_THE PROBLEM_
The reply should consist of the full listing, repeated word for word.
DATA FOR THIS TASK Start Marker
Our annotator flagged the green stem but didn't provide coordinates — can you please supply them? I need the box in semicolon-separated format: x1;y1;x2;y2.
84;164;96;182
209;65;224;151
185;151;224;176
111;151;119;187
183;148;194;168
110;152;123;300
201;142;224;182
DATA FOR THIS TASK End Marker
_ANSWER TO THIS EXERCISE_
Our annotator flagged the green stem but didn't provide coordinates — can you please supply them? I need the box in semicolon-separated format: x1;y1;x2;y2.
84;164;96;182
209;65;224;151
185;151;224;176
111;151;119;187
183;148;194;168
110;152;123;300
201;142;224;182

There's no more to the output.